It’s often useful to have the choices for one parameter depend on the current value of another. To do that you can use choice parameters.

To create a reference on another parameter enclose its key in ${}. How the parameter is passed depends on what choice source is being used.

For 'command' types the parameter will be passed as an argument to the command. For example, suppose you have two parameters: day_type and day_of_week. You’d like the choices for day_of_week to depend on what the user has selected for day_type:

Choices Command Parameter example
@command
def get_days(self, type):
    if type == "Weekday":
        return ["Monday", "Tuesday", "Wednesday", "Thursday", "Friday"]
    elif type == "Weekend":
        return ["Saturday", "Sunday"]
    else:
      raise Exception("Huh?")

@parameter(key="day_type", choices=["Weekday", "Weekend"])
@parameter(key="day_of_week", choices="get_days(type=${day_type})")
def my_command(self, day_type, day_of_week):
    do_something(day_of_week)
    return "All done!"

For 'url' types the choice parameter should be used as a query parameter:

Choices URL Parameter example
@parameter(key="day_type", choices=["Weekday", "Weekend"])
@parameter(key="day_of_week",
           choices="https://getthedays.com?type=${day_type}")
def my_command(self, day_type, day_of_week):
    do_something(day_of_week)
    return "All done!"

Choice parameters also enable using a static choices dictionary with one parameter used as the dictionary key. To do this use type static and pass the dictionary as the value. Since we can construct the dictionary before defining the command we can rework the day_of_week example to look like this:

Choices Dictionary example
day_dict = {
    "Weekday": ["Monday", "Tuesday", "Wednesday", "Thursday", "Friday"],
    "Weekend": ["Saturday", "Sunday"]
}

@parameter(key="day_type", choices=["Weekday", "Weekend"])
@parameter(key="day_of_week", choices={'type': 'static',
                                       'value': day_dict,
                                       'key_reference': '${day_type}'})
def my_command(self, day_type, day_of_week):
    do_something(day_of_week)
    return "All done!"

When using a choices dictionary the None key can be used to specify the allowed values when the reference key is null. For example, if we wanted to modify the day_of_week example to additionally allow any day to be selected if day_type was null we could do this:

Choices Dictionary with None example
day_dict = {
    "Weekday": ["Monday", "Tuesday", "Wednesday", "Thursday", "Friday"],
    "Weekend": ["Saturday", "Sunday"],
    None: ["Monday", "Tuesday", "Wednesday", "Thursday", "Friday",
           "Saturday", "Sunday"]
}

@parameter(key="day_type", choices=["Weekday", "Weekend"],
           nullable=True)

## REQUIREMENT 1
Copy the listing below word for word, line by line.
The listing has no connection to the passage on choice parameters.

## SUPPLIED MATERIAL
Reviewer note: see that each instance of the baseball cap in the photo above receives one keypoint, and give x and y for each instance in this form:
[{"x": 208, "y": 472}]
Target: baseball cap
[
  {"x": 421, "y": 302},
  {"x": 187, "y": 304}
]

## REQUIREMENT 2
In the passage on choice parameters, how should the choice parameter be used for 'url' types?

## TASK OUTPUT 1
Reviewer note: see that each instance of the baseball cap in the photo above receives one keypoint, and give x and y for each instance in this form:
[{"x": 208, "y": 472}]
Target: baseball cap
[
  {"x": 421, "y": 302},
  {"x": 187, "y": 304}
]

## TASK OUTPUT 2
As a query parameter.